* **EXERCISE REQUIREMENTS**: Report how many lines of the items below contain the word "forewing". Give only the number.

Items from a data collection
** BEGIN **

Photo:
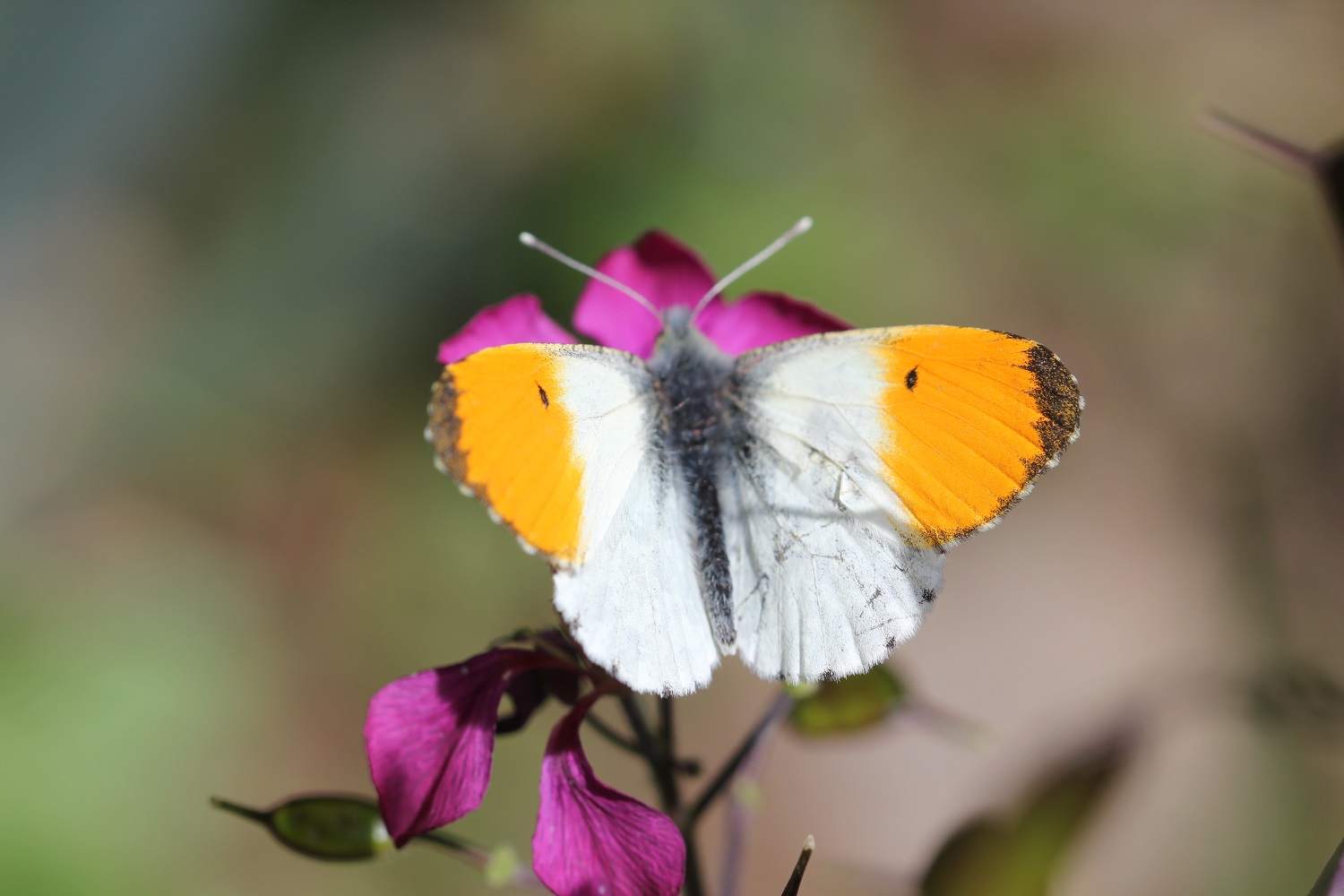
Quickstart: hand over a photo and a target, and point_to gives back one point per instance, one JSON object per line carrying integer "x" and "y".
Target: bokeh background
{"x": 233, "y": 233}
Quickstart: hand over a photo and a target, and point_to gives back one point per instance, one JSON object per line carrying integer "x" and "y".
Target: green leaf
{"x": 1332, "y": 869}
{"x": 1021, "y": 856}
{"x": 332, "y": 828}
{"x": 849, "y": 704}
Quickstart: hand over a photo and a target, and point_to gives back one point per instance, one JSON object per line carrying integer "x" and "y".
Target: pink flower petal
{"x": 515, "y": 320}
{"x": 430, "y": 739}
{"x": 658, "y": 268}
{"x": 760, "y": 319}
{"x": 596, "y": 840}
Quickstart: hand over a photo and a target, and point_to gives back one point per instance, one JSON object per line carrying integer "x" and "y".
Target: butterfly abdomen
{"x": 690, "y": 383}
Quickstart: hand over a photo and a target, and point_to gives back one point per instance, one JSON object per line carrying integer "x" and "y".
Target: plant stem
{"x": 715, "y": 788}
{"x": 659, "y": 754}
{"x": 610, "y": 735}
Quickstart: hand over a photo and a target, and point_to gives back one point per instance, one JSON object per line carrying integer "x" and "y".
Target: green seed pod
{"x": 849, "y": 704}
{"x": 327, "y": 826}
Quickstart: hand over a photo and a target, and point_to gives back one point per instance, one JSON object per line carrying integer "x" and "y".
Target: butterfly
{"x": 792, "y": 504}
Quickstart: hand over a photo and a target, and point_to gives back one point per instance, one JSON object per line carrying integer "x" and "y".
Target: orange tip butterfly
{"x": 790, "y": 504}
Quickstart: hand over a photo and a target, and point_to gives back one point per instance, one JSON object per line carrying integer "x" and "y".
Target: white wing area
{"x": 824, "y": 586}
{"x": 633, "y": 602}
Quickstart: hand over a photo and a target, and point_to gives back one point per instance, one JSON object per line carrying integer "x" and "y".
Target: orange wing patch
{"x": 972, "y": 418}
{"x": 500, "y": 426}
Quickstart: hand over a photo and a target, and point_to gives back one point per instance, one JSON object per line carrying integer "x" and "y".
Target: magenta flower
{"x": 430, "y": 742}
{"x": 668, "y": 274}
{"x": 596, "y": 840}
{"x": 430, "y": 737}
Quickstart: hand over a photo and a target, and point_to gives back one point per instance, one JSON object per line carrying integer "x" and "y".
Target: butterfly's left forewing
{"x": 860, "y": 457}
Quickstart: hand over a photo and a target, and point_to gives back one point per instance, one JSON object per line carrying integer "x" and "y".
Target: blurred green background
{"x": 233, "y": 233}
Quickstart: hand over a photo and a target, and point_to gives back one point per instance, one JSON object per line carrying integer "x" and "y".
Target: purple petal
{"x": 658, "y": 268}
{"x": 596, "y": 840}
{"x": 430, "y": 737}
{"x": 760, "y": 319}
{"x": 515, "y": 320}
{"x": 527, "y": 692}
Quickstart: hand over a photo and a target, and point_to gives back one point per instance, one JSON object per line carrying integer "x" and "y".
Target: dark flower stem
{"x": 658, "y": 747}
{"x": 612, "y": 737}
{"x": 720, "y": 780}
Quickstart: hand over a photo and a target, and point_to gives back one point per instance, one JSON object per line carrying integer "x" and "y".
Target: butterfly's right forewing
{"x": 564, "y": 445}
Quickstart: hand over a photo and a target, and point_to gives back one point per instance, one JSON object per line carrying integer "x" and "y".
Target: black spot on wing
{"x": 1058, "y": 403}
{"x": 445, "y": 429}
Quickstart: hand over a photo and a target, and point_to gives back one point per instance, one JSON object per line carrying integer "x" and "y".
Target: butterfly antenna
{"x": 785, "y": 238}
{"x": 532, "y": 242}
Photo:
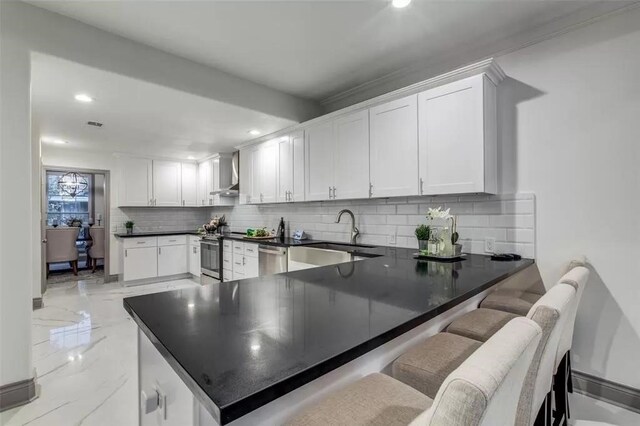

** END **

* **RESPONSE TO THE TASK**: 2